▶ _The problem_
Below are records; count how many of their lines contain the string "white", and give only that number.

▶ _Given data_
————
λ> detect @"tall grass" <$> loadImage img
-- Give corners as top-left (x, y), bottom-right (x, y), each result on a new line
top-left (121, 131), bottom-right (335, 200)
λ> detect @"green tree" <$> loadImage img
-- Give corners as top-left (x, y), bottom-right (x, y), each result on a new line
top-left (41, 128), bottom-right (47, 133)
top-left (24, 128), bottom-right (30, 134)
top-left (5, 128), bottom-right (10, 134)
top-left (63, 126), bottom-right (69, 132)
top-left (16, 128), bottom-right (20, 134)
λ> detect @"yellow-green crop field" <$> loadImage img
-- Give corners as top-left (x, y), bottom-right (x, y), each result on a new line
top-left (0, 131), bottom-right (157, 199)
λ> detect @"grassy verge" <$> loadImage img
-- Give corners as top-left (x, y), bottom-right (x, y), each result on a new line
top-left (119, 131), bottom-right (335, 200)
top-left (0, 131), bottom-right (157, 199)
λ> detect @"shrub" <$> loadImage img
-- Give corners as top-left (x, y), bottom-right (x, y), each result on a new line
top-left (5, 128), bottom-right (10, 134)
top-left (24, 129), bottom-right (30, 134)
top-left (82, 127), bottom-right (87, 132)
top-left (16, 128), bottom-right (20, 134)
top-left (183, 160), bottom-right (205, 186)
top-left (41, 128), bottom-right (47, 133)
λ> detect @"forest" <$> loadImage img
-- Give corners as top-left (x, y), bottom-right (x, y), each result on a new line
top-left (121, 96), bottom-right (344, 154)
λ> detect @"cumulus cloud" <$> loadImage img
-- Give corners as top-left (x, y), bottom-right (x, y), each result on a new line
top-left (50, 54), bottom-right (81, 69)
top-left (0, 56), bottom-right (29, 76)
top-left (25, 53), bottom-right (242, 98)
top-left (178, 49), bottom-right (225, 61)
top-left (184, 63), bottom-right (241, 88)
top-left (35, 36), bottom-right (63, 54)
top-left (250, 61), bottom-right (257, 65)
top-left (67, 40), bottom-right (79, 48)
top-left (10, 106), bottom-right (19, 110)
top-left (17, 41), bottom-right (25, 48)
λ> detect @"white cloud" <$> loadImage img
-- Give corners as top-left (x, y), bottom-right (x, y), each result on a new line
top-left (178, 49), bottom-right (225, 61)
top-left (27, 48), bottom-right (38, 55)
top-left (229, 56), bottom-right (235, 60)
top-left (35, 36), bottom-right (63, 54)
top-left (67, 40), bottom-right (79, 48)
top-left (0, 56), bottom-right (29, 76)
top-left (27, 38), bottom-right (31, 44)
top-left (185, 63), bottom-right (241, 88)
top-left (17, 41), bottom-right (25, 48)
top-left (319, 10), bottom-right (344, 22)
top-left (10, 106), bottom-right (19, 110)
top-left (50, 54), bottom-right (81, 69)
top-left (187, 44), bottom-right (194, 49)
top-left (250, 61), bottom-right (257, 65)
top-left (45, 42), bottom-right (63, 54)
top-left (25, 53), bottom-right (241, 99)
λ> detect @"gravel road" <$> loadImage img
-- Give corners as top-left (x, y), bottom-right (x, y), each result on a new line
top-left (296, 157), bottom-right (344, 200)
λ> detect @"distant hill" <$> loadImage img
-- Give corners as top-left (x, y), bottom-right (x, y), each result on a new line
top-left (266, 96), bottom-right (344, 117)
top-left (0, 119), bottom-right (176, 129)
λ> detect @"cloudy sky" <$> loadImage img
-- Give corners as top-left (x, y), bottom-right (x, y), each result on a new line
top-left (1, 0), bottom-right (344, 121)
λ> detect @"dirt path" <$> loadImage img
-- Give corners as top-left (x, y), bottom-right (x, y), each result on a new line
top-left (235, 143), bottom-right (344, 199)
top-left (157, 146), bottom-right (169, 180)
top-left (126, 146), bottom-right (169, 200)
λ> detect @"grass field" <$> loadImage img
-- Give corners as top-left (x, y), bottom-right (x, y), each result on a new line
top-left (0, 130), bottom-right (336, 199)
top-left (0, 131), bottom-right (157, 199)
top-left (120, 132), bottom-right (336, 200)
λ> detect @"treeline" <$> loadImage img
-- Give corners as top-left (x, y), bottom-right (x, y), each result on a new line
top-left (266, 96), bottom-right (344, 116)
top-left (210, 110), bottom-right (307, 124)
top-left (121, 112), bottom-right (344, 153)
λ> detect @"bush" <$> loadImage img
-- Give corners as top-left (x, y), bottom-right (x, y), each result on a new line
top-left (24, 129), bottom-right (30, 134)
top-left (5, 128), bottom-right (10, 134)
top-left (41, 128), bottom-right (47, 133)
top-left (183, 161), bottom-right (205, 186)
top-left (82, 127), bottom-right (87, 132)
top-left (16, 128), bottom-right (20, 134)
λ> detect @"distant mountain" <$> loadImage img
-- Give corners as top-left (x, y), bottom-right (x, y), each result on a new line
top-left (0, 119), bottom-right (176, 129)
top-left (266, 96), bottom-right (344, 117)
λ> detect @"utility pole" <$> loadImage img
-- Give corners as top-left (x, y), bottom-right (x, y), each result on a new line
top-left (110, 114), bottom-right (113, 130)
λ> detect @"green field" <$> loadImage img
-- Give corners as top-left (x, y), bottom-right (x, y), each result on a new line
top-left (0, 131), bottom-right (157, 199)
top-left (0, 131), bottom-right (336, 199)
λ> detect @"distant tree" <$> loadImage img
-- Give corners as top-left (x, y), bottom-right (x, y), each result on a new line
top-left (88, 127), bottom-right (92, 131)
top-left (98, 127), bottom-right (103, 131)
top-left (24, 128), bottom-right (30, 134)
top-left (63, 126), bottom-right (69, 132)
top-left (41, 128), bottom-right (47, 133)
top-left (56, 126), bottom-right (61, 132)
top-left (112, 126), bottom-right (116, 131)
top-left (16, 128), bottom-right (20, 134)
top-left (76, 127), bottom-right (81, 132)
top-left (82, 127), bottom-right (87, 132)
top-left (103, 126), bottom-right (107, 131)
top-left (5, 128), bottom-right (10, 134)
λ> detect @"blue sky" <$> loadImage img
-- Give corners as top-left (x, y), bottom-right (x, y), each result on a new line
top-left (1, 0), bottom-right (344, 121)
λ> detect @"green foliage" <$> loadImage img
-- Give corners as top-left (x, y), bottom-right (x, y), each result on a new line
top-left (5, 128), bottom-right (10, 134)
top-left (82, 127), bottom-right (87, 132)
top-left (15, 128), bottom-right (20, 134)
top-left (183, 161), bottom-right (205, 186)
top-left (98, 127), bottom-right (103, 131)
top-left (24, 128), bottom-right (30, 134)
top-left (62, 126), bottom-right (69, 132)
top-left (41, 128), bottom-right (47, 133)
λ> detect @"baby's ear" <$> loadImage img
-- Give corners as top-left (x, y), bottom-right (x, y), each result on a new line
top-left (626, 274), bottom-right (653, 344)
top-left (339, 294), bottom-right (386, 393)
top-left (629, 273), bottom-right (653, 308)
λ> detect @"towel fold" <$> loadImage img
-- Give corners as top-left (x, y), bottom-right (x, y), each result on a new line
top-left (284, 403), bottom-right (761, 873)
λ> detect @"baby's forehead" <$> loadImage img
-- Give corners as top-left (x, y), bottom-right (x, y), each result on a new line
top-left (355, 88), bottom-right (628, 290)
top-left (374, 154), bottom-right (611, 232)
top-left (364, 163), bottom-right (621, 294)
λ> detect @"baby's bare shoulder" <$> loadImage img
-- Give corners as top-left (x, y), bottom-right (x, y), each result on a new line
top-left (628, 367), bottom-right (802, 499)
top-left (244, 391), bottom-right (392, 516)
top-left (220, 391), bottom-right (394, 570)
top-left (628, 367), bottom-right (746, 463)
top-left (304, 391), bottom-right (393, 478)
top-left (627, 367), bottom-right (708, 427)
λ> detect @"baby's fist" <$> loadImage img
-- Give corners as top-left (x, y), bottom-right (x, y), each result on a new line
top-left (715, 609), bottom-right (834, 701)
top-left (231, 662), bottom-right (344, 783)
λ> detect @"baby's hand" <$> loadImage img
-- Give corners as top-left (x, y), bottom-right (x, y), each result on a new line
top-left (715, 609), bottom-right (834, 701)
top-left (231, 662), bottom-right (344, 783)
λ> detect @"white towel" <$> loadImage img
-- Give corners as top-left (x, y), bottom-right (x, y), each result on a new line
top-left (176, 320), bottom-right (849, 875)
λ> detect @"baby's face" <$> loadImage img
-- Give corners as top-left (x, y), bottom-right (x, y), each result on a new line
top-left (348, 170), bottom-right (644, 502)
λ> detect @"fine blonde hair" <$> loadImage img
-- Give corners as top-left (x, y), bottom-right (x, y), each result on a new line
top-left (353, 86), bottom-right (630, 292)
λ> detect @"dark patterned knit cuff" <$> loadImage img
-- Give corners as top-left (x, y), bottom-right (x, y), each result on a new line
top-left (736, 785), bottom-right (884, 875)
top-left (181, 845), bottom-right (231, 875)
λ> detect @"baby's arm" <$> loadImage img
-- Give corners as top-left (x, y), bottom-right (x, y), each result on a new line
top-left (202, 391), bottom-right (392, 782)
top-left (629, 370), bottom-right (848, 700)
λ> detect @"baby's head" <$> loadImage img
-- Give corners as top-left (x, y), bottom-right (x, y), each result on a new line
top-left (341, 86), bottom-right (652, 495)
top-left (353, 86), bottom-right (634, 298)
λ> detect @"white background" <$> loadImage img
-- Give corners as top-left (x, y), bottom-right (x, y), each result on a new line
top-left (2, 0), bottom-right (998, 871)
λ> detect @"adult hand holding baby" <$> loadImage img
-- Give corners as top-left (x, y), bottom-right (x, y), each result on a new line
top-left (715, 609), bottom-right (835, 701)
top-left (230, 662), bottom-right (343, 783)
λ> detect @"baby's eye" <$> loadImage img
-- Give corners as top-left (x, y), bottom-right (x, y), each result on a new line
————
▶ _Solution to the exercise_
3